WORK ITEM:
Copy out exactly every line from the line containing "Target: white house" until the records below end, inclusive of both boundary lines.

==== DATA FOR THIS TASK

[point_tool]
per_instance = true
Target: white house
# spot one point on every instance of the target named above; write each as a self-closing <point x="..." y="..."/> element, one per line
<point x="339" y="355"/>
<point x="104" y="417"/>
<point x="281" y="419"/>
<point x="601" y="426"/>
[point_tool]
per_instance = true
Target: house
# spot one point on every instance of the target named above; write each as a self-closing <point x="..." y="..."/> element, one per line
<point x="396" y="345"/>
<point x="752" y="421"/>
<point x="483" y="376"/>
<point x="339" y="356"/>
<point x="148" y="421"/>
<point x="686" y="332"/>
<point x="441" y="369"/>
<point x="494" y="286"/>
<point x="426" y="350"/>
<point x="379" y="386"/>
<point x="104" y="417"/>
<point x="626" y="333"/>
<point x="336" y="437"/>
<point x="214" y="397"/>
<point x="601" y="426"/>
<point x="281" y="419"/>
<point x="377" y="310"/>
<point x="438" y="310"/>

========

OUTPUT OF THE EXERCISE:
Target: white house
# spot one point on every instance of the target named above; write each as a self-closing <point x="..." y="..."/> element, one per line
<point x="339" y="355"/>
<point x="104" y="417"/>
<point x="281" y="419"/>
<point x="601" y="426"/>
[point_tool]
per_instance = true
Target: house
# spot one point on every instance of the target named above; write each as a self-closing <point x="..." y="..."/> element, one per line
<point x="396" y="345"/>
<point x="752" y="421"/>
<point x="483" y="376"/>
<point x="339" y="356"/>
<point x="148" y="421"/>
<point x="686" y="332"/>
<point x="441" y="369"/>
<point x="494" y="286"/>
<point x="426" y="350"/>
<point x="379" y="386"/>
<point x="104" y="417"/>
<point x="626" y="333"/>
<point x="336" y="437"/>
<point x="214" y="397"/>
<point x="601" y="426"/>
<point x="281" y="419"/>
<point x="377" y="310"/>
<point x="438" y="310"/>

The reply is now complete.